▶ Work to be completed
Copy out the lines below word for word, leaving out the pictures.

▶ Exercise materials
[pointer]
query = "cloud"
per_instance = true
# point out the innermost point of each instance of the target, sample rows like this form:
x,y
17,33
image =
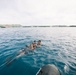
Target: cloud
x,y
29,12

▶ Result for this exercise
[pointer]
query = "cloud"
per_instance = true
# point out the innermost point of each instance of the target, sample rows like this form:
x,y
17,33
image =
Target: cloud
x,y
29,12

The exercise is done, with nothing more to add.